UIT TE VOEREN
Geef de onderstaande gegevens opnieuw weer, waarbij u "Dots" overal vervangt door "Points" en al het overige ongewijzigd laat. Neem de afbeeldingen niet op in uw antwoord.

BIJBEHORENDE GEGEVENS
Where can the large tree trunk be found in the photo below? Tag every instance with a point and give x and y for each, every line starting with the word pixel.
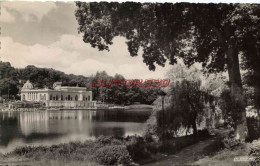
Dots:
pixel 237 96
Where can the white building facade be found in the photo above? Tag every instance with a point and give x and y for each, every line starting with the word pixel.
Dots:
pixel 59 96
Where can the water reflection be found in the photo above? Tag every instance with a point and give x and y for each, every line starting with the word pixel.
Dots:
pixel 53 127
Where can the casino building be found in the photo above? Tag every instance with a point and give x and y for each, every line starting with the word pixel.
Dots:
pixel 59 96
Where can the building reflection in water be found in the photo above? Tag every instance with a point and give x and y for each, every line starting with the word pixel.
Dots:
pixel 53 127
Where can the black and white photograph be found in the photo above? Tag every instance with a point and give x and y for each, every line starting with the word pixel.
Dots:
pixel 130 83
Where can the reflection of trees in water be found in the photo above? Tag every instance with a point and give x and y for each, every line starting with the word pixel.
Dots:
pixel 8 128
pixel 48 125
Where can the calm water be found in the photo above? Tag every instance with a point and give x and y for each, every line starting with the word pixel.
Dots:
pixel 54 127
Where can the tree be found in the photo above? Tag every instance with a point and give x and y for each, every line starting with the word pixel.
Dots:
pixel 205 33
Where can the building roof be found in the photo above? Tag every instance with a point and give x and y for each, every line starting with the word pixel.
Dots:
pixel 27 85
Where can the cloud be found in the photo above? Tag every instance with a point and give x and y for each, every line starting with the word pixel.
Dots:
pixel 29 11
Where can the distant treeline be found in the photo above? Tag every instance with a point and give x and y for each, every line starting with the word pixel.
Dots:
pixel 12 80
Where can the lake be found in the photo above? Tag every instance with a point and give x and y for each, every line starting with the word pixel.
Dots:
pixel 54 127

RESULTAAT
Where can the large tree trunk be found in the photo below? Tag every instance with a point and give x and y for each, every line starting with the word pixel.
Points:
pixel 237 96
Where can the white building facade be found in the photo above? Tag every instance with a point and give x and y for each, every line starting with the word pixel.
Points:
pixel 59 96
Where can the water reflection be found in the photo above? Tag every instance with a point and give x and y for each, every line starting with the word pixel.
Points:
pixel 53 127
Where can the casino building be found in the photo above? Tag every instance with a point and give x and y for each, every line starting with the word pixel.
Points:
pixel 59 96
Where can the building reflection in water be found in the photo above? Tag every instance with a point and give x and y for each, every line starting with the word pixel.
Points:
pixel 53 127
Where can the black and white photograph be found in the photo above? Tag every instance with a point and give x and y for each, every line starting with the word pixel.
Points:
pixel 130 83
Where can the reflection of trees in water be found in the photo above? Tag every instance with a point and give x and y for each, every line starting with the word pixel.
Points:
pixel 8 128
pixel 48 125
Where can the calm water be found in the photo above? Tag every instance with a point and give x and y for each, every line starting with the word pixel.
Points:
pixel 54 127
Where can the tree be found in the photo above? Tag every instance with a point and give x and y for each, every line starting with the word pixel.
Points:
pixel 205 33
Where can the building roof be found in the photo above? Tag every instance with a point and give x and y for each, every line starting with the word pixel.
Points:
pixel 27 85
Where can the cloud be found in the photo above? Tag every instance with a point and give x and y for each, every line starting with the word pixel.
Points:
pixel 29 11
Where can the distant treeline be found in the photo above? Tag every instance with a point and give x and y for each, every line starting with the word pixel.
Points:
pixel 12 80
Where can the lake be found in the photo above? Tag every instance with a point and give x and y for each, every line starting with the word pixel.
Points:
pixel 54 127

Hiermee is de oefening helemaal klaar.